--- Start DATA ---
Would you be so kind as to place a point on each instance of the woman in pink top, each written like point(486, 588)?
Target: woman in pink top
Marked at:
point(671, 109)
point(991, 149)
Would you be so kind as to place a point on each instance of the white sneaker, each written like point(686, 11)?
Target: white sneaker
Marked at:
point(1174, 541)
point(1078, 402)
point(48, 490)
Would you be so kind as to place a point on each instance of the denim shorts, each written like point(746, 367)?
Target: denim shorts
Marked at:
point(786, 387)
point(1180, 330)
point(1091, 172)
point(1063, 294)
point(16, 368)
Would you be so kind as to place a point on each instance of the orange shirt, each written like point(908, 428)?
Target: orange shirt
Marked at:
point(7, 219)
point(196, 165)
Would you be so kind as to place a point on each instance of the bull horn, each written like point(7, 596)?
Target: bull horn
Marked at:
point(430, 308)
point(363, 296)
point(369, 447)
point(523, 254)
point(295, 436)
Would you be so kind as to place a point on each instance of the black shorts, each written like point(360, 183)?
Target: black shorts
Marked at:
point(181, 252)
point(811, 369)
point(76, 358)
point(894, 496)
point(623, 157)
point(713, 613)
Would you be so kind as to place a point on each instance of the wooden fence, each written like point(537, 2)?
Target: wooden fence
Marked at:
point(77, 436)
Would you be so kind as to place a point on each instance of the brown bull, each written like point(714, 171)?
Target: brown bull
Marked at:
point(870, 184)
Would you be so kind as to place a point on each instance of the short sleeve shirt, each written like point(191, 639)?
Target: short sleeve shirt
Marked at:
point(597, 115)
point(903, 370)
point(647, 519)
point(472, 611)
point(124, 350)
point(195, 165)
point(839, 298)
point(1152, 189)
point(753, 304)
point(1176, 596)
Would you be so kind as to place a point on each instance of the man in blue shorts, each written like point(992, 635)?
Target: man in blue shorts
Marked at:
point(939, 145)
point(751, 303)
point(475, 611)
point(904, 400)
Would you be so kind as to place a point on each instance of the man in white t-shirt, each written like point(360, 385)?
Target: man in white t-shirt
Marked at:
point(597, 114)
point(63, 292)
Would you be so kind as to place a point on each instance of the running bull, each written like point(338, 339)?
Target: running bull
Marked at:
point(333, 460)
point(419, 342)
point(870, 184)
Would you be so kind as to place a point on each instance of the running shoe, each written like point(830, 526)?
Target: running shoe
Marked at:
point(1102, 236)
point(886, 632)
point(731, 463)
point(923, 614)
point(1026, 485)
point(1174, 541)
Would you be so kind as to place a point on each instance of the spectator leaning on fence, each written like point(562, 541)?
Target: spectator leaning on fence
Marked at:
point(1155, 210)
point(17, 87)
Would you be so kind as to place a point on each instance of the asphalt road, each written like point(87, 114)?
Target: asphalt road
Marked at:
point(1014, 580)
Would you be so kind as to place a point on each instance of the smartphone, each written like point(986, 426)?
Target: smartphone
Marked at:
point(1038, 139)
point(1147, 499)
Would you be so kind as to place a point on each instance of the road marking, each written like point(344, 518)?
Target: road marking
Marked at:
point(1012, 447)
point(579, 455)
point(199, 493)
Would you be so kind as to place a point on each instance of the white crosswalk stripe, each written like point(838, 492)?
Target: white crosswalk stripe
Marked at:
--- End DATA ---
**TASK DIRECTIONS**
Rewrite the whole listing with every "Target" changed to "Label" and nothing else altered.

**RESULT OF THIS TASK**
Would you be so kind as to place a point on each instance of the woman in pink top, each written like point(486, 588)?
Label: woman in pink top
Marked at:
point(671, 109)
point(991, 149)
Would you be so kind as to place a point on each instance of the white sneaker, each written like point(686, 11)?
Label: white sneaker
Marked at:
point(1174, 541)
point(1078, 402)
point(48, 490)
Would you be so kind as to place a point on each instance of the denim shorts, each written like point(746, 367)?
Label: denim shorts
Marked at:
point(786, 387)
point(1180, 330)
point(1091, 172)
point(1063, 294)
point(16, 368)
Would you be so kind as to place a point on each instance of the orange shirt, each written like point(908, 428)?
Label: orange shirt
Marked at:
point(7, 219)
point(196, 165)
Would you be so kind as to place a point on each instance of the bull horn, each written like point(7, 596)?
Label: bull horn
Marked at:
point(430, 308)
point(363, 296)
point(369, 447)
point(523, 254)
point(295, 436)
Would you be so kind as to place a point on each instance of the black shorts, each written like point(360, 183)?
Label: black shorts
Marked at:
point(181, 252)
point(811, 369)
point(76, 358)
point(894, 496)
point(623, 157)
point(713, 613)
Would you be so kind as to place a point on each instance of the wooden fence, each written like point(537, 2)?
Label: wooden fence
Marked at:
point(77, 436)
Would you be so kind as to place a point on each instance of the brown bull, each written like point(714, 171)?
Label: brown bull
Marked at:
point(870, 184)
Would you be so kind as to place a point on each instance of the short sleeve shirt, each written like point(191, 639)?
Label: short sleeve shirt
Marked at:
point(597, 115)
point(903, 370)
point(647, 519)
point(472, 611)
point(124, 350)
point(195, 165)
point(839, 298)
point(1152, 189)
point(753, 304)
point(1176, 596)
Would you be so kind as to place a point on each instance of the man in blue shorts, each written like point(992, 635)?
Label: man in blue shorts
Marked at:
point(939, 145)
point(751, 303)
point(475, 611)
point(904, 400)
Would you be so kind as to place a point on each instance of the man in white t-shirt, each written like point(360, 385)?
Label: man in white t-shirt
Marked at:
point(597, 114)
point(63, 292)
Would you be so kind as to place a point on each instance of the running bull, each written like point(338, 339)?
Label: running bull
Marked at:
point(333, 460)
point(419, 342)
point(870, 184)
Would you be so kind as to place a point on each instance of the running shoe, each written like point(830, 526)?
Label: running shoe
Marked at:
point(1102, 236)
point(886, 632)
point(731, 463)
point(923, 614)
point(1026, 485)
point(1174, 541)
Would you be so kind as to place a point on each instance of the spectator leaning on fence, each written like point(562, 541)?
Label: spectator leaning on fence
Marked at:
point(1155, 210)
point(17, 87)
Would you be so kind as to place a point on each instance of the asphalt road, each written like point(87, 114)?
Label: asphalt road
Marked at:
point(1014, 580)
Would you be so kind as to place a point on each instance of the smartphone, each written like point(986, 426)?
Label: smartphone
Marked at:
point(1038, 139)
point(1147, 499)
Would you be so kind as to place a point on each instance of the road marking, each written like point(344, 518)?
Label: road marking
Marked at:
point(1012, 447)
point(579, 455)
point(199, 493)
Would you be so kind as to place a point on each instance of the white crosswalk stripe, each written like point(838, 492)?
Label: white crosswalk stripe
Marked at:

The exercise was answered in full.